▶ [PROVIDED PASSAGE]:
Eli Zaretskii <eliz@gnu.org> writes:

> NULL is comparable as any other value.

Only for equality.  For relational operators the operands must point to
the same object.

Andreas.
Kai Tietz - March 8, 2011, 12:01 p.m.
2011/3/8 Eli Zaretskii <eliz@gnu.org>:
>> Date: Tue, 8 Mar 2011 12:25:37 +0100
>> From: Kai Tietz <ktietz70@googlemail.com>
>> Cc: binutils@sourceware.org, gdb-patches@sourceware.org,
>>       gcc-patches@gcc.gnu.org
>>
>> > Btw, why do we need filename_dirchr?  The use case for
>> > filename_dirrchr is clear, but in what situations will we need the
>> > other one?
>>
>> As the comment notes. strchr/strrchr searches for one character. This
>> is for unix-file-system normally slash. On DOS based file-systems
>> there are two characters representing a directory-separator. Slash and
>> Backslash. Therefore this routine takes care that both are handled
>> similiar to a single character searching.
>
> We are miscommunicating.  I was asking when would a program want to
> find the _first_ directory separator character in a file name.
> Searching for the last one is a frequent use case: when you want to
> create a file in the same directory as another, or when you are
> looking for a basename of a file.  But when do you need the first
> slash?

See for example remote-fileio.c in remote_fileio_extract_ptr_w_len()
as an example. There is more then one use-case.

>> >> +  if (!r || (r2 && r2 < r))
>> >
>> > Why do you test for r2 being non-NULL?  You are not going to
>> > dereference it in the next comparison, and NULL is comparable as any
>> > other value.
>>
>> As if we found slash, we don't want to override function's result by
>> backslash not found. If the null-check wouldn't be present condition
>> would be always true for r2 == NULL as, NULL is always less then a
>> pointer. But r shall be modified only if r2 (backslash) was found
>> before r (slash).
>> (same logic but here from right to left for the strrchr-case)
>
> But in strrchr-case, r2 cannot be greater than r1 if it is NULL,
> right?
It can. It is a matter of signness of pointer comparision.

Regards,
Kai
Pedro Alves - March 8, 2011, 12:43 p.m.

(Named object pointing entries)
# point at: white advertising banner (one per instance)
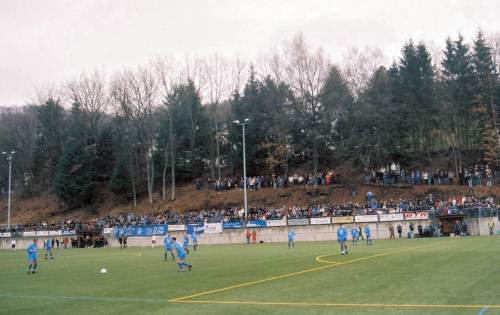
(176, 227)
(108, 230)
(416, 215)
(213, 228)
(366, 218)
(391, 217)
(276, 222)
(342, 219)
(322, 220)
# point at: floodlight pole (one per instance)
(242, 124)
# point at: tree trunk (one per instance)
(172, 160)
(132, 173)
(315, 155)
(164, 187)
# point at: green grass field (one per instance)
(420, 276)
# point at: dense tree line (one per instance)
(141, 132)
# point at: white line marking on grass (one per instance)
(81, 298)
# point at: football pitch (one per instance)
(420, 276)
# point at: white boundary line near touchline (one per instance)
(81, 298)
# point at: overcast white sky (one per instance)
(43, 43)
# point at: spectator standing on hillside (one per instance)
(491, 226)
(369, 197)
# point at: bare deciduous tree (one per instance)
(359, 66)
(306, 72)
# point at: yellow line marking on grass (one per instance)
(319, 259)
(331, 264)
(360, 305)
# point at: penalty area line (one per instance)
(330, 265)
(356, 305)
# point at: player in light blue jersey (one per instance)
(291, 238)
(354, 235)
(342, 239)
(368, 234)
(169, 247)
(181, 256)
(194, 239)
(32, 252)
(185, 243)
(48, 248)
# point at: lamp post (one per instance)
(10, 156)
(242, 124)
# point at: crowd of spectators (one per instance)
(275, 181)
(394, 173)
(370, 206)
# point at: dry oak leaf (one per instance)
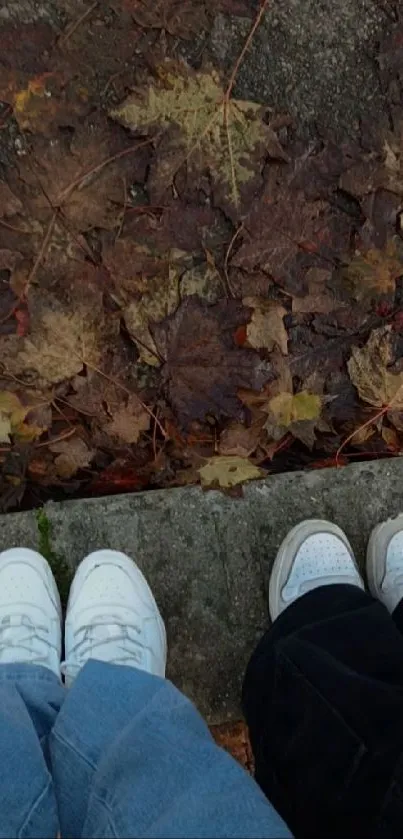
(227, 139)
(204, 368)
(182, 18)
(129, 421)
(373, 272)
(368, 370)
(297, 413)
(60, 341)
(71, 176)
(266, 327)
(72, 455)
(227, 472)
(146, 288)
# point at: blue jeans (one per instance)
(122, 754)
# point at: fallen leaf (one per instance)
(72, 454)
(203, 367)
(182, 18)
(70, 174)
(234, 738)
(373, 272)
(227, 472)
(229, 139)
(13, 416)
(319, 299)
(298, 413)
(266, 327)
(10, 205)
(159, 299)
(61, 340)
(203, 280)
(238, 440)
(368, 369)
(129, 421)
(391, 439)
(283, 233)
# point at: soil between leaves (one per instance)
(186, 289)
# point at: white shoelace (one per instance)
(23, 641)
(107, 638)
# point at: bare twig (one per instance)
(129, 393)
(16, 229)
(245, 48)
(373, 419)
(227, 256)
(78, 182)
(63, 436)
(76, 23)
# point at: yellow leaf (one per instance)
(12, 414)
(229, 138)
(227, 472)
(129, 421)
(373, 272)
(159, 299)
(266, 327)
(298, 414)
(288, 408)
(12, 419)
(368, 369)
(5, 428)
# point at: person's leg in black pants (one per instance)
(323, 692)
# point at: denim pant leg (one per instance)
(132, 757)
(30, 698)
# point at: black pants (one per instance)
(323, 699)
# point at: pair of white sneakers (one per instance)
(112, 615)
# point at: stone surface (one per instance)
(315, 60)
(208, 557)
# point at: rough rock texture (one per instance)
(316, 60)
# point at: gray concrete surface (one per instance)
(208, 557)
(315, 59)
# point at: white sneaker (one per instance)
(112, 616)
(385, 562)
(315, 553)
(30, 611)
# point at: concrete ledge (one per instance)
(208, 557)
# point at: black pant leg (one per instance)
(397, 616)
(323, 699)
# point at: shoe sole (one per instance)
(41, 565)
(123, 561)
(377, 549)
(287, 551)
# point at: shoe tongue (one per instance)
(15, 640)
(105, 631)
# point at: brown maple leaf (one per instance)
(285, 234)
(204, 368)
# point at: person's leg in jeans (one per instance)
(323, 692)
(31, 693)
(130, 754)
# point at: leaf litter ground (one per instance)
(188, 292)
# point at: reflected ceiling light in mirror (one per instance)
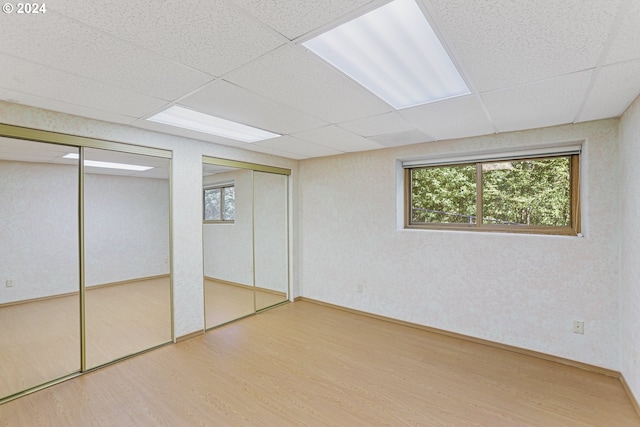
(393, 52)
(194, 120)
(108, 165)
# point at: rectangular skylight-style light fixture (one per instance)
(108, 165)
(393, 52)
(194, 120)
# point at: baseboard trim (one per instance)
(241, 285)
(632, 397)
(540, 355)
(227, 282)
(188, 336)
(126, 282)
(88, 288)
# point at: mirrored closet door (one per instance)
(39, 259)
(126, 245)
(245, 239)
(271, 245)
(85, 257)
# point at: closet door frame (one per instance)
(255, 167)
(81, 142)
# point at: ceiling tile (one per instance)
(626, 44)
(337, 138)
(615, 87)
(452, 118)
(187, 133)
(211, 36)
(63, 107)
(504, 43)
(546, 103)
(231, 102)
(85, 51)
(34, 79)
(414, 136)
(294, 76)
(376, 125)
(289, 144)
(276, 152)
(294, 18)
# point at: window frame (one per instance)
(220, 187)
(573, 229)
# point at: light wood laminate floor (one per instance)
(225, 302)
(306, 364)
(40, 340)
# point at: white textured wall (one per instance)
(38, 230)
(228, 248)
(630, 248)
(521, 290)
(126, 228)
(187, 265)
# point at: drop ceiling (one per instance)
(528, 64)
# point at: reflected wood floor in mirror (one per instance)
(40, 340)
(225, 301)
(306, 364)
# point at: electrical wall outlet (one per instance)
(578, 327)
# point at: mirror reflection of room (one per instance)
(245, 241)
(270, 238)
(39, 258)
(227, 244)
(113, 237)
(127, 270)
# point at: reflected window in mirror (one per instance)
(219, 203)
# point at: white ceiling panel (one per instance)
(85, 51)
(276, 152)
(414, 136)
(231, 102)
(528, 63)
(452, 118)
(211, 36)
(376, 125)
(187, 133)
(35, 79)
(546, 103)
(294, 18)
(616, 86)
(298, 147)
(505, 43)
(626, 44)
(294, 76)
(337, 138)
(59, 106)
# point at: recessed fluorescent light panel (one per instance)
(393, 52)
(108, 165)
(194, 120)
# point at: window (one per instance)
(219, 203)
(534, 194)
---
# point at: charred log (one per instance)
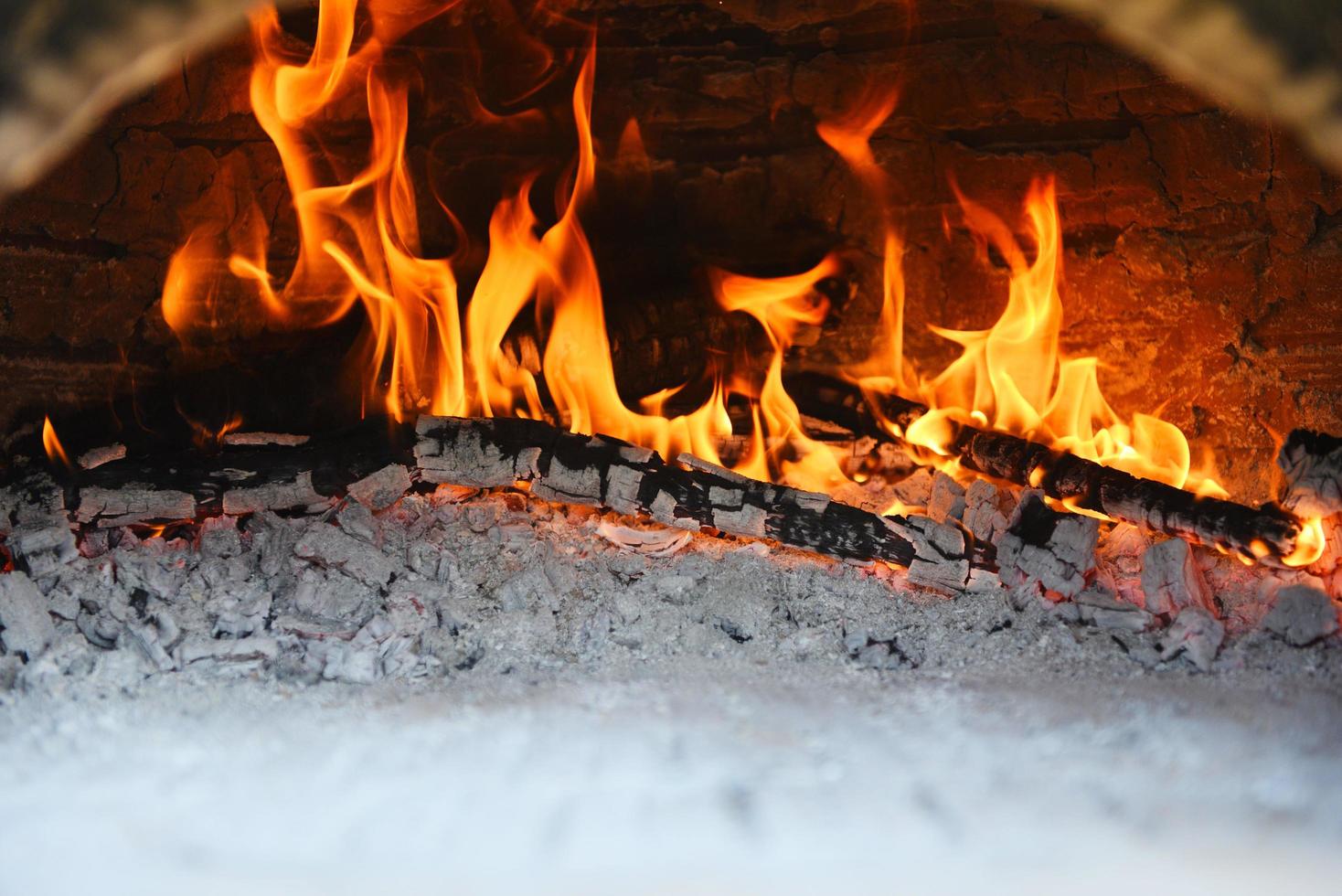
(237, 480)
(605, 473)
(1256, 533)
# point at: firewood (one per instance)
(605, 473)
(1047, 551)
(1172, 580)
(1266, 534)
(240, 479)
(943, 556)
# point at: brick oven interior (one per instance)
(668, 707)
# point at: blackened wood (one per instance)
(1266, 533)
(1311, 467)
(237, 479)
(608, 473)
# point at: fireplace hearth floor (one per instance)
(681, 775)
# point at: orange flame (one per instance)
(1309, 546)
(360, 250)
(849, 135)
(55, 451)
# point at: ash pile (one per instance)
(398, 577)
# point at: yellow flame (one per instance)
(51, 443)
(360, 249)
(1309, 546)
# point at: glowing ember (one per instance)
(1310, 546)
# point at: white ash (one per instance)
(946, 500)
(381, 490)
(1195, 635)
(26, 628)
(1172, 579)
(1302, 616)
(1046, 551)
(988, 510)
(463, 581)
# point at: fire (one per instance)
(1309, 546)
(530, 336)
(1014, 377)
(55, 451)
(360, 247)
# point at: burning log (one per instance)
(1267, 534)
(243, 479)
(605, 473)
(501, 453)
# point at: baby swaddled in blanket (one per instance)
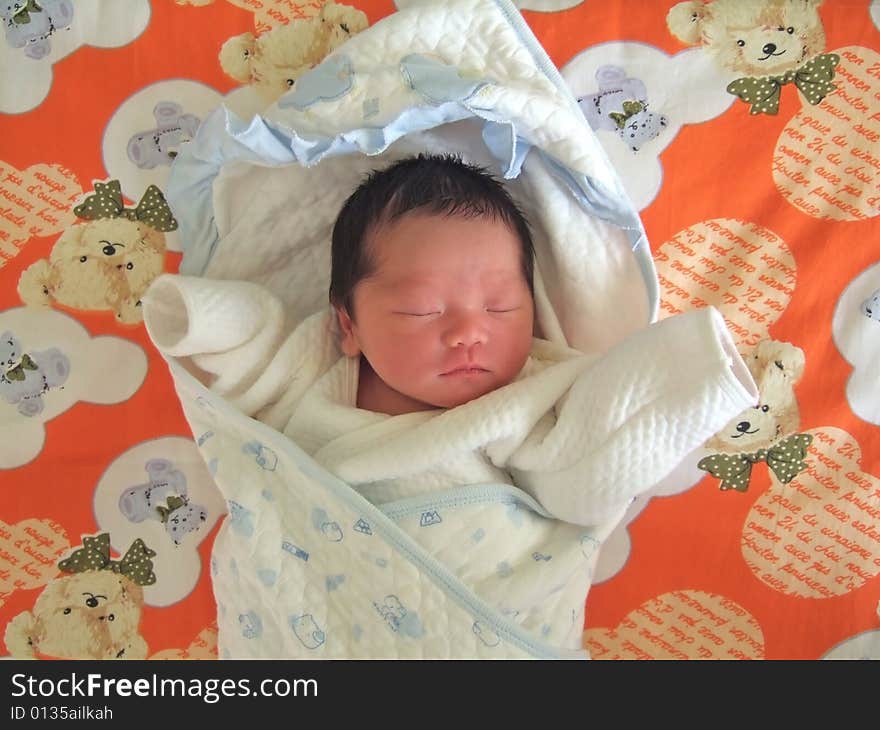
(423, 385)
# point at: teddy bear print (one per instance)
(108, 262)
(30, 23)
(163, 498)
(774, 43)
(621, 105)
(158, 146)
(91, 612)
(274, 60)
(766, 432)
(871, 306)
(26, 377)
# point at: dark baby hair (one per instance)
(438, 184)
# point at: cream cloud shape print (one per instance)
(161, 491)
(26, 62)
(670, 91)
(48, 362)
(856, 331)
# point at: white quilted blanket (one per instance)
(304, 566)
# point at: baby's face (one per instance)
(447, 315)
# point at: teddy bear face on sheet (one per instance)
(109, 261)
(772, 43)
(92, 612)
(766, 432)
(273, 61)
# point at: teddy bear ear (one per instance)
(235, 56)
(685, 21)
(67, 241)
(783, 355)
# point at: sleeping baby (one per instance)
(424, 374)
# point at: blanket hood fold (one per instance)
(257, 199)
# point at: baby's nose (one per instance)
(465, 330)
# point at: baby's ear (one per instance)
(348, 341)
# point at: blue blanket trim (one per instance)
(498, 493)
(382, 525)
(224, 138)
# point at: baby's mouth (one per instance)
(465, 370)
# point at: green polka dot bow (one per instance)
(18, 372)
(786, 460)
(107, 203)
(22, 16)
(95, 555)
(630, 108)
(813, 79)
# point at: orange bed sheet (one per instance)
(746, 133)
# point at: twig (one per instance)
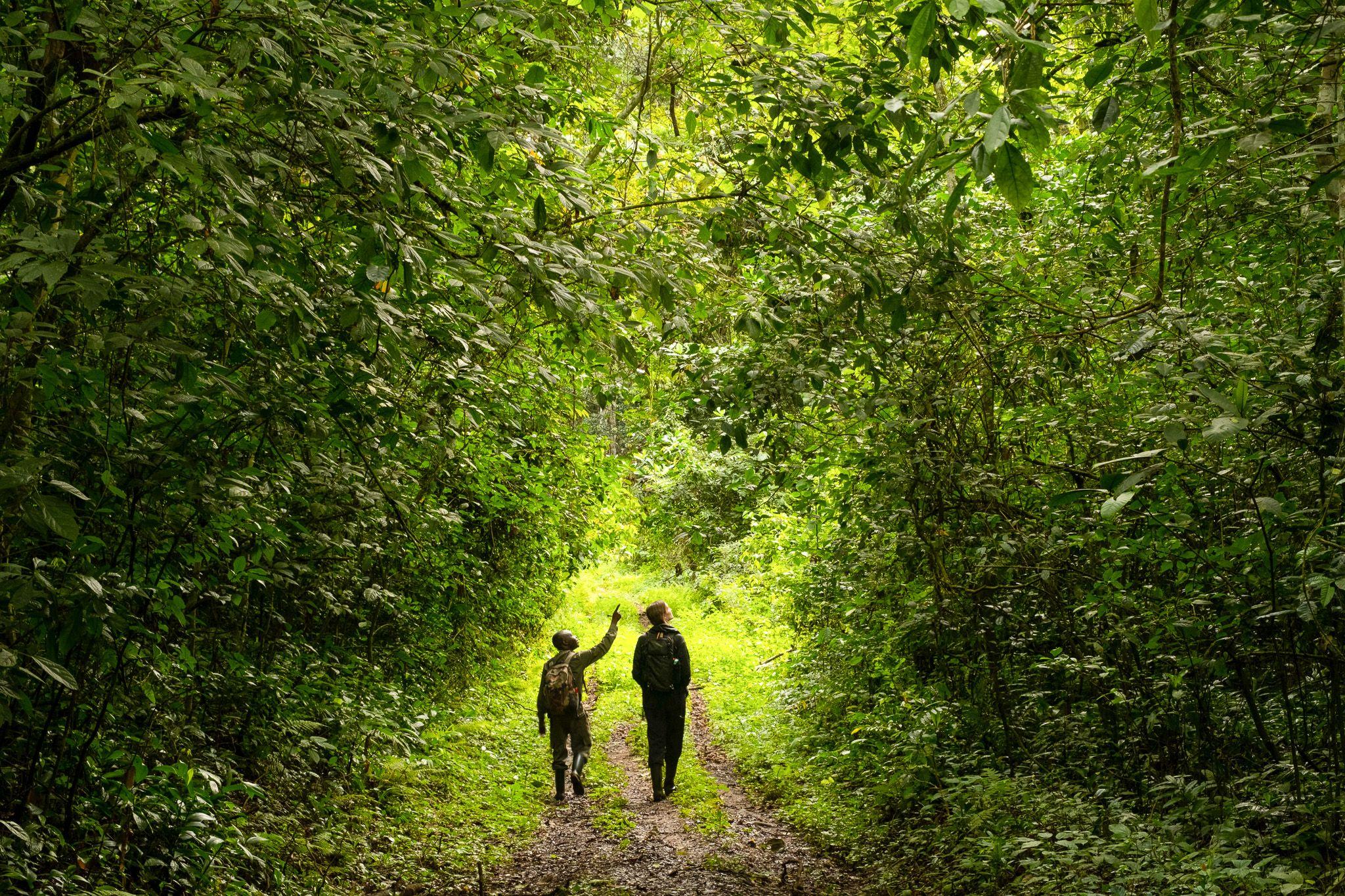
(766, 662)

▶ [PARTS OF THE EXERCISE]:
#1 According to the thread, what condition must the operands of relational operators satisfy?
#2 Switch "backslash" to "reverse solidus" in the thread's text starting at "as an example." and ending at "for the strrchr-case)", and give that passage again.

▶ [RESPONSES FOR EACH TASK]:
#1 They must point to the same object.

#2
as an example. There is more then one use-case.

>> >> +  if (!r || (r2 && r2 < r))
>> >
>> > Why do you test for r2 being non-NULL?  You are not going to
>> > dereference it in the next comparison, and NULL is comparable as any
>> > other value.
>>
>> As if we found slash, we don't want to override function's result by
>> reverse solidus not found. If the null-check wouldn't be present condition
>> would be always true for r2 == NULL as, NULL is always less then a
>> pointer. But r shall be modified only if r2 (reverse solidus) was found
>> before r (slash).
>> (same logic but here from right to left for the strrchr-case)